▶ [Exercises]:
a - Rewrite the passage from the news report on the Los Angeles synagogue shootings, starting with "A federal grand" and going on through "the indictment states.", with "indicted" updated to "charged".
b - Take the news report on the Los Angeles synagogue shootings further, picking up after its last sentence.

A federal grand jury on Friday indicted the man accused of shooting two Jewish men in February with hate crime and firearm offenses, the US Attorney’s Office for the Central District of California said in a news release.
The grand jury indicted Jaime Tran, 28, with two hate crime counts for willfully causing bodily injury and attempting to kill his victims and two counts of discharging a firearm in relation to a crime of violence, the indictment states.
Tran is accused of targeting and shooting two Jewish men as they were leaving religious services at separate Los Angeles synagogues in the same predominantly Jewish neighborhood on February 15 and 16. Both men were taken to hospitals after the shootings.
According to a news release from federal prosecutors, Tran’s had a history of antisemitic statements, which “escalated and [he] used increasingly violent language” between August 2022 to December 2022. In one case, he repeatedly called and texted a former classmate with hateful messages, one of which said, “Someone is going to kill you, Jew,” prosecutors allege. It is unclear whether Tran had been charged previously for the alleged messages.
Prosecutors also stated that if Tran is convicted, they will seek forfeiture of his firearms – a Kahr Arms pistol and an AK-style Zastava rifle – as part of his sentence, court documents show.

▶ [Recorded information]:
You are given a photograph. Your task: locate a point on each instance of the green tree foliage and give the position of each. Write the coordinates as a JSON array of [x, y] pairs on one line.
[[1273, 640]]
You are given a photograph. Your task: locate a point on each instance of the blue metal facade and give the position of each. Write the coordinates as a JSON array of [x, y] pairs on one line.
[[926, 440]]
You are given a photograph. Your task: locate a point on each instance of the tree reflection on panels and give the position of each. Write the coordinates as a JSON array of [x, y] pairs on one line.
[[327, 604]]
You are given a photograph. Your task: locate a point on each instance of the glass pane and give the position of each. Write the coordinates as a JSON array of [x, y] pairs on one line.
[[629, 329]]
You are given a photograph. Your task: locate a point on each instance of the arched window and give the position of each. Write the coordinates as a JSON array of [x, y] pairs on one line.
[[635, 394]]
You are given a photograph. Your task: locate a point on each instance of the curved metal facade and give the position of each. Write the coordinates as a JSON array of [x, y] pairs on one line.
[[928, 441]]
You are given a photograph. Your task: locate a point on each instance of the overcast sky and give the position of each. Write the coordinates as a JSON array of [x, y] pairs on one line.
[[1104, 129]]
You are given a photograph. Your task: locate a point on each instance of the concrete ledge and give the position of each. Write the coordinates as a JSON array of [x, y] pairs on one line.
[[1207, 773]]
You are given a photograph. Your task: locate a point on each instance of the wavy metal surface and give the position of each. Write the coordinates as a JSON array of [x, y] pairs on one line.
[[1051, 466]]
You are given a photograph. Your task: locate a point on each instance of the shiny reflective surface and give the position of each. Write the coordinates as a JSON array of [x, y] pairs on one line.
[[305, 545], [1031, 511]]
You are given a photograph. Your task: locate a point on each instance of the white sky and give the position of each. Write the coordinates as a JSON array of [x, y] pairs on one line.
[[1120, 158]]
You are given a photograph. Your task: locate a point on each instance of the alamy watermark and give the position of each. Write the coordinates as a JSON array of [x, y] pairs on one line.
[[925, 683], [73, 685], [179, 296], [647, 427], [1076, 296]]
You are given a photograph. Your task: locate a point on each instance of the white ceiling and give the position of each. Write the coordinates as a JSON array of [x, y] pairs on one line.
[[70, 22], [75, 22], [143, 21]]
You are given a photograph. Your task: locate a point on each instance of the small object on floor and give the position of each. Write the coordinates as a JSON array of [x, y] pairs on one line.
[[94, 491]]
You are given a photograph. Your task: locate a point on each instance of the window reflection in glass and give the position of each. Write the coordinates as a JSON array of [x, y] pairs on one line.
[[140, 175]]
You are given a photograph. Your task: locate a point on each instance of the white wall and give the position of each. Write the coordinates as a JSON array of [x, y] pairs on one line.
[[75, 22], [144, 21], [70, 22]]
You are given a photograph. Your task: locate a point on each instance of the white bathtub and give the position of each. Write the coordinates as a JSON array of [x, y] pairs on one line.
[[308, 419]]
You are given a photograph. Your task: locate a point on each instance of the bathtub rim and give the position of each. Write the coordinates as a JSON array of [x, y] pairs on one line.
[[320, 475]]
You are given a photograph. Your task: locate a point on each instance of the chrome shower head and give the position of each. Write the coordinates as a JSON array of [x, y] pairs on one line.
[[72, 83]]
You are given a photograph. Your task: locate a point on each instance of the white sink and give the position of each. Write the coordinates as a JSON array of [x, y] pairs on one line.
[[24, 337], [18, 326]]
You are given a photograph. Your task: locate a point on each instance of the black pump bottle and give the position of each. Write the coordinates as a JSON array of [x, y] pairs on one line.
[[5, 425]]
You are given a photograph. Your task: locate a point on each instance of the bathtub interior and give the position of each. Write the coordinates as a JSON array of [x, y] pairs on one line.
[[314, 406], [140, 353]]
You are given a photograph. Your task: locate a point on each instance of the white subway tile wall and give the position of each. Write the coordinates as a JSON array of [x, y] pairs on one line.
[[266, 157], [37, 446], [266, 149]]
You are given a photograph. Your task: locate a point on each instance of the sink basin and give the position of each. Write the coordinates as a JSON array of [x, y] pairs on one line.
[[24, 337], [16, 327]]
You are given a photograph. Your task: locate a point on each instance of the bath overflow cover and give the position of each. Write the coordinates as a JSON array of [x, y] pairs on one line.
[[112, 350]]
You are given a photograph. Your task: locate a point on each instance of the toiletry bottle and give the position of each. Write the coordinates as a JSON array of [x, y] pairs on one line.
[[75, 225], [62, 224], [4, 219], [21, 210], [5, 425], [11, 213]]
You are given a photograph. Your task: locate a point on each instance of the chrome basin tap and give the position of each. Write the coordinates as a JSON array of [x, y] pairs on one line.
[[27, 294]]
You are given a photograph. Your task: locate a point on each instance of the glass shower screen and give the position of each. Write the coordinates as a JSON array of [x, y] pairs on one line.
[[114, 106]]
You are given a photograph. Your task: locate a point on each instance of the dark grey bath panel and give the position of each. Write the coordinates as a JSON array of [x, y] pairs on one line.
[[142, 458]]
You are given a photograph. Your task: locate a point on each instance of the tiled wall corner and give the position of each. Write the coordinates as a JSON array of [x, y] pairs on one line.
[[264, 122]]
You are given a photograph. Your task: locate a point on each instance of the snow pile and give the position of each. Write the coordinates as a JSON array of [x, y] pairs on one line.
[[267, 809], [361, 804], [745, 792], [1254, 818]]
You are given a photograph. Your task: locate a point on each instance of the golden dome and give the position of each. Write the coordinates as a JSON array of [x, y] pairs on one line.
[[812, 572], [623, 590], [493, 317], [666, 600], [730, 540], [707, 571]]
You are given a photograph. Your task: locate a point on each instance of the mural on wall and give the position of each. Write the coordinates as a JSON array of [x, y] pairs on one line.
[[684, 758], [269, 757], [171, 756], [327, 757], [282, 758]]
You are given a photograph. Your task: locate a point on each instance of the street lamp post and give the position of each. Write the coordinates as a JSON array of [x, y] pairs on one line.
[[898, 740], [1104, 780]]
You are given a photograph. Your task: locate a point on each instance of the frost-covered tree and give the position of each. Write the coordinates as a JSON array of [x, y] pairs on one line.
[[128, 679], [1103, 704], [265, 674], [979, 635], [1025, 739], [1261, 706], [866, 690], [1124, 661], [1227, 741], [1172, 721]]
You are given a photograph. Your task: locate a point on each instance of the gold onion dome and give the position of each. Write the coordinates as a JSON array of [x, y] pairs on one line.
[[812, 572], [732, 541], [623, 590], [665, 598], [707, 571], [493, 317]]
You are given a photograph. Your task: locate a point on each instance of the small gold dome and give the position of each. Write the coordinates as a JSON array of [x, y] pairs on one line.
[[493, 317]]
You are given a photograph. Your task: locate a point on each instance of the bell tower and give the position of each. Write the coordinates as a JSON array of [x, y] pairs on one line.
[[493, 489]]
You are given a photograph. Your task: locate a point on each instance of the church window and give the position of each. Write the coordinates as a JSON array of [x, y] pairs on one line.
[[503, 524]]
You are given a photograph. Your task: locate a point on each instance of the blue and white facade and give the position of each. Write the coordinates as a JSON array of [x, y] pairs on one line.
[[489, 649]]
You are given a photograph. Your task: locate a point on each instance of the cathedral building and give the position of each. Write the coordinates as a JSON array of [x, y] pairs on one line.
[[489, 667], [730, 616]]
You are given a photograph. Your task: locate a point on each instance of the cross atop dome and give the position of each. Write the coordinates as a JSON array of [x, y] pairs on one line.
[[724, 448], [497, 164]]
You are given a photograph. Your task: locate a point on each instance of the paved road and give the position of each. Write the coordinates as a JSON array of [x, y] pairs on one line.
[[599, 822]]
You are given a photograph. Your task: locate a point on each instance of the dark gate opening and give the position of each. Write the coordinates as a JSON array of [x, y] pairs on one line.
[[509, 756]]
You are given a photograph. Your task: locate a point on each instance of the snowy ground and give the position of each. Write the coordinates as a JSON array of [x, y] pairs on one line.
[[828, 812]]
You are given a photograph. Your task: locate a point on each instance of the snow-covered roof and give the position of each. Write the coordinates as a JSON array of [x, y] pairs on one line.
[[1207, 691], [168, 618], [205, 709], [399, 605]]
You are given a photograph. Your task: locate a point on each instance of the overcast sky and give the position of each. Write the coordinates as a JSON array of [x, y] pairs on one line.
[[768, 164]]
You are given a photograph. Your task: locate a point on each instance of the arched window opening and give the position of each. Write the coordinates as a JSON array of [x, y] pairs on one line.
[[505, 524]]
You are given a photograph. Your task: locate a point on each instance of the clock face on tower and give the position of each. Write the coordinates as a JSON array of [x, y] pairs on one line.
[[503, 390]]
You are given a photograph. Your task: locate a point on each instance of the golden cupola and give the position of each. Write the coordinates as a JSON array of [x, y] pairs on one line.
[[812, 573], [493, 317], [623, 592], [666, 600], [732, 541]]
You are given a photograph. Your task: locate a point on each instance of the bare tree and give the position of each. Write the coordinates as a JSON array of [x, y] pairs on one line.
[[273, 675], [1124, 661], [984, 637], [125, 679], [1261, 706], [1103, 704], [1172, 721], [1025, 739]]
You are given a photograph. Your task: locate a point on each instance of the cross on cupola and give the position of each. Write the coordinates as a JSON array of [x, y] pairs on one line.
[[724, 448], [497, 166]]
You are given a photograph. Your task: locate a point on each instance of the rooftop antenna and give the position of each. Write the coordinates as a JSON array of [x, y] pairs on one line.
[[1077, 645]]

▶ [Answer section]:
a -
A federal grand jury on Friday charged the man accused of shooting two Jewish men in February with hate crime and firearm offenses, the US Attorney’s Office for the Central District of California said in a news release.
The grand jury charged Jaime Tran, 28, with two hate crime counts for willfully causing bodily injury and attempting to kill his victims and two counts of discharging a firearm in relation to a crime of violence, the indictment states.

b -
CNN has reached out to Tran’s attorney for comment.
Tran is scheduled to be arraigned on March 9.
According to prosecutors, if Tran is convicted he would face a statutory maximum sentence of life in federal prison for each hate crime count. A firearms conviction would bring a mandatory minimum sentence of 10 years with a possible maximum sentence of life in prison.
Tran was taken into federal custody after being arrested by police February 17 in Riverside County, about an hour’s drive east of Los Angeles, where he previously resided, authorities said. Detectives found several pieces of evidence, including guns, the Los Angeles Police Department said.
Prosecutors did not identify the two victims in the indictment. At the time of the shootings, both were dressed in a manner that visibly identified their Jewish faith as they wore black coats and head coverings, US Attorney Martin Estrada said previously.